WORK REQUIRED:
Write out the passage from the pyham excerpt starting at "We can use the" up to and including "root_hog = ham_object.get_hog_by_gene(mygene)", with no changes.

[SELECTED EXCERPT Boundary: Start]

Here we will run the pyham analysis in order to determine how many genes are in the HOG at certain levels, as well as which lineages duplications occured to expand the gene family.

Making the HAM object

First we have to give pyham the orthoxml and the newick species tree as input to createt the ham object.

In [13]:
orthoxml_file = "./myhog.orthoxml" 
species_tree = species_nwk

ham_object = pyham.Ham(species_tree, orthoxml_file, use_internal_name=True)

Select the hog of interest

We can use the OMA browser in order to find the OMA identifier for our gene of interest. Then, we identify the hog based on the OMA identifier.

In [14]:
mygene = ham_object.get_genes_by_external_id('HUMAN02760')[0]

root_hog = ham_object.get_hog_by_gene(mygene)

print(root_hog)
<HOG(HOG:0355161)>

What is the root taxonomic level of this HOG?

In [15]:
root_level = root_hog.genome

print(root_level.name)

[SELECTED EXCERPT Boundary: End]
[DATA FOR REVIEW Boundary: Start]

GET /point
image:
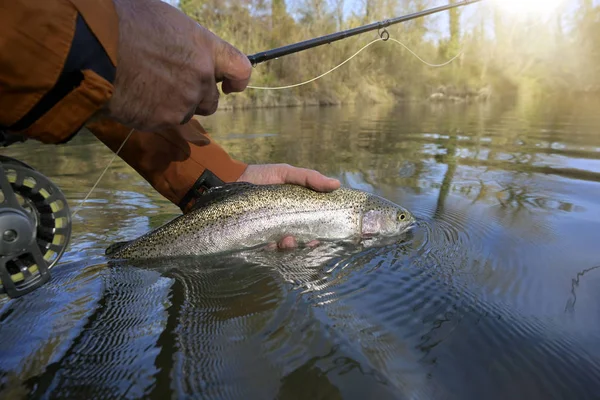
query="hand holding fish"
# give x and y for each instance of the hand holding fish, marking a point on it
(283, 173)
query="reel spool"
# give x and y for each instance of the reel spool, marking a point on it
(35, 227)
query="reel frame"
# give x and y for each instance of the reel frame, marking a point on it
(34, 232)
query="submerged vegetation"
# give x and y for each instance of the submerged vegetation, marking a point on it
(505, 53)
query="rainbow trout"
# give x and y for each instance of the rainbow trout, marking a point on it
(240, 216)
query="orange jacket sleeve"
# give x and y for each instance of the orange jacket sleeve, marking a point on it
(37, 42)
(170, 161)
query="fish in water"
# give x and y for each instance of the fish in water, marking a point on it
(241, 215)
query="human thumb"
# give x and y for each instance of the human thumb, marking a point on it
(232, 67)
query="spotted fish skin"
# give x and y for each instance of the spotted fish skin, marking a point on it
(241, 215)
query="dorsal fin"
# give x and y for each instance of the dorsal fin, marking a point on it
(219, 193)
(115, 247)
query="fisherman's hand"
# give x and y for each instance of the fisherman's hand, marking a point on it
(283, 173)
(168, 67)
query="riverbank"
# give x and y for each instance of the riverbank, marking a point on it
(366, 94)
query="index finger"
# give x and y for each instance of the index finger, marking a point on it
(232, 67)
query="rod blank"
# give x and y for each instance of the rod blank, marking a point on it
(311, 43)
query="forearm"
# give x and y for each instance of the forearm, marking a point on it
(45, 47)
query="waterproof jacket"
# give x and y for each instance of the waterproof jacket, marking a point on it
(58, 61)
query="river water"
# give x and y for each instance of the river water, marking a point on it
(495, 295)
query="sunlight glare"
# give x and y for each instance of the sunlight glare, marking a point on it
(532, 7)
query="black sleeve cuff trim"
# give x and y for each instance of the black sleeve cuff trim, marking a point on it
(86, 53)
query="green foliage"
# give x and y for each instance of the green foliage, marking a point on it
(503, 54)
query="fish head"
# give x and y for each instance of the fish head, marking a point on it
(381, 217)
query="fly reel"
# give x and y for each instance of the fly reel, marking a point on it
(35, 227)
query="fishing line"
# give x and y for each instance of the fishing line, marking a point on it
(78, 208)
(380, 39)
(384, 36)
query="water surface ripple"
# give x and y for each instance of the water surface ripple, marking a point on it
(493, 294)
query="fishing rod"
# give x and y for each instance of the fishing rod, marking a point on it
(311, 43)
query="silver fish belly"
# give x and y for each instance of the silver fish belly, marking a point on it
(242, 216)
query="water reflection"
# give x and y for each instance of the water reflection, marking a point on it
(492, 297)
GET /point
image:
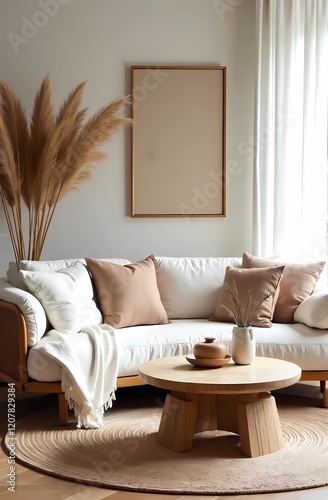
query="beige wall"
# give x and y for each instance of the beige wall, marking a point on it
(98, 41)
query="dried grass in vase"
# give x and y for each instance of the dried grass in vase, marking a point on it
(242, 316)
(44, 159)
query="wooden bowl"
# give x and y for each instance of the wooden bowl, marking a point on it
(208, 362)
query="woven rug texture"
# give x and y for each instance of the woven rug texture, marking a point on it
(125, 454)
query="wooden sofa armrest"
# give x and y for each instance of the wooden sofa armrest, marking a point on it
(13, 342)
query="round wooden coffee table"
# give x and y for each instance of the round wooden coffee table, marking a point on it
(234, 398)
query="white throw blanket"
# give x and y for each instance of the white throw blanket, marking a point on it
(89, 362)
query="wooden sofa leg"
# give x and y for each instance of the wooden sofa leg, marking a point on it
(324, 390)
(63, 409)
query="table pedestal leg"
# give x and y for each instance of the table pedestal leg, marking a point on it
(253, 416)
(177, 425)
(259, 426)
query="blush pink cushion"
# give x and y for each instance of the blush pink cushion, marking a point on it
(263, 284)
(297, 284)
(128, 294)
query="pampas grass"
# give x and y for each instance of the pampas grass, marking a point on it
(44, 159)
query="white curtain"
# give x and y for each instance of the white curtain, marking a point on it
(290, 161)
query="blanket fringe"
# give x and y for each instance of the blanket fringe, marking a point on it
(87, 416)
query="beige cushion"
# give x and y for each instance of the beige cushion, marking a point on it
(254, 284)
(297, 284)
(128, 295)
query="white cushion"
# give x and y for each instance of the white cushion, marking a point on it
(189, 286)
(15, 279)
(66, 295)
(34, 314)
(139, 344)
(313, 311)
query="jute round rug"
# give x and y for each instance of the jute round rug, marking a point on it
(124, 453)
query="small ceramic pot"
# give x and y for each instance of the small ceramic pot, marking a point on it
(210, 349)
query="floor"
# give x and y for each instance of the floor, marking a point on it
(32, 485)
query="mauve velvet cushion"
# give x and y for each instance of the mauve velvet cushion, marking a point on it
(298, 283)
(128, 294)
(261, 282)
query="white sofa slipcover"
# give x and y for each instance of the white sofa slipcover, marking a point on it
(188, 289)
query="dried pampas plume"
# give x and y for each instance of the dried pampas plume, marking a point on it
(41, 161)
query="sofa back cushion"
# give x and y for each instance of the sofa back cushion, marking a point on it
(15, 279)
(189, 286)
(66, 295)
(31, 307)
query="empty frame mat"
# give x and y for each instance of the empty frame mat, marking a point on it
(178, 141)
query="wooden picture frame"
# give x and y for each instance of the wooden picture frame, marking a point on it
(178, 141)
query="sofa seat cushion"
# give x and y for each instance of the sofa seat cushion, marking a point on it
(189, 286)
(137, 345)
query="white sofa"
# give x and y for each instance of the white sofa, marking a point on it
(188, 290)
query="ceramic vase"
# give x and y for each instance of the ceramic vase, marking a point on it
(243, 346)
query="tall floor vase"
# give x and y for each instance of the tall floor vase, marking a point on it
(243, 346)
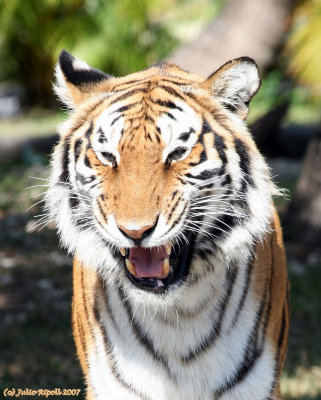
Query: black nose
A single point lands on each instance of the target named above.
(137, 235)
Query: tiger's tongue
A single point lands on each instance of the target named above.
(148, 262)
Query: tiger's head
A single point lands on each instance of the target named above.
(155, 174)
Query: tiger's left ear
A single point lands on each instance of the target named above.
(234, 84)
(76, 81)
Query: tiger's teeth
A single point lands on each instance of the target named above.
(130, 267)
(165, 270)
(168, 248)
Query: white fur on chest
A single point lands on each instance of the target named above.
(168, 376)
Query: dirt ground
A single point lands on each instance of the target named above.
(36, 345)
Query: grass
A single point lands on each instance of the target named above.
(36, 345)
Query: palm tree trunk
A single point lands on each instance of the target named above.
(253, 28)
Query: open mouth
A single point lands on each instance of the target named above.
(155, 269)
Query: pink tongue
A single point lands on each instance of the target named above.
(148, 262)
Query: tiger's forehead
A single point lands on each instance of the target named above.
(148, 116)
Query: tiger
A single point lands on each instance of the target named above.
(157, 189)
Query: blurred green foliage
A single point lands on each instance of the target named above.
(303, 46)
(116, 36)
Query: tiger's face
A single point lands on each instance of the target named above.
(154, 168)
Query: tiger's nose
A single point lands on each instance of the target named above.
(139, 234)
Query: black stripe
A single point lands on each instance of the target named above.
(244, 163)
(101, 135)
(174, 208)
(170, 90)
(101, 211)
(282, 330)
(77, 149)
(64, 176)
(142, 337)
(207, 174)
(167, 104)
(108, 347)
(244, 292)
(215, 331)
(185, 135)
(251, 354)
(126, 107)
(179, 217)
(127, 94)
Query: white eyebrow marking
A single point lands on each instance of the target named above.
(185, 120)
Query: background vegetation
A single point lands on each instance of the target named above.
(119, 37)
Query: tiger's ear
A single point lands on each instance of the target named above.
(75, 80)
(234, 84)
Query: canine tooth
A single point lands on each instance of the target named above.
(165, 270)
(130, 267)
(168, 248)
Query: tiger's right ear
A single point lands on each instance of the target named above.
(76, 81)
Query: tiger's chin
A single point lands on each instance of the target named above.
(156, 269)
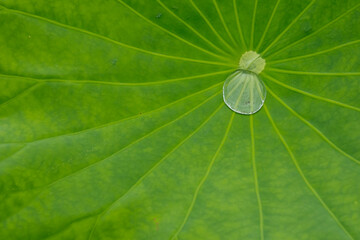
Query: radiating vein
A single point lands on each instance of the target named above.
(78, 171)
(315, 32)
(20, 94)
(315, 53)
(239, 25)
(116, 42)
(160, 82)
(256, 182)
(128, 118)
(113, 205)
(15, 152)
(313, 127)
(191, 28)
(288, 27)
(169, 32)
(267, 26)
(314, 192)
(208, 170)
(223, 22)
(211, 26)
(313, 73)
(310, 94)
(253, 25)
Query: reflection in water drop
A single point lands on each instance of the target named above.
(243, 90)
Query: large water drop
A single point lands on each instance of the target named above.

[DATA FOR REVIEW Boundary: End]

TASK OUTPUT:
We can use the OMA browser in order to find the OMA identifier for our gene of interest. Then, we identify the hog based on the OMA identifier.

In [14]:
mygene = ham_object.get_genes_by_external_id('HUMAN02760')[0]

root_hog = ham_object.get_hog_by_gene(mygene)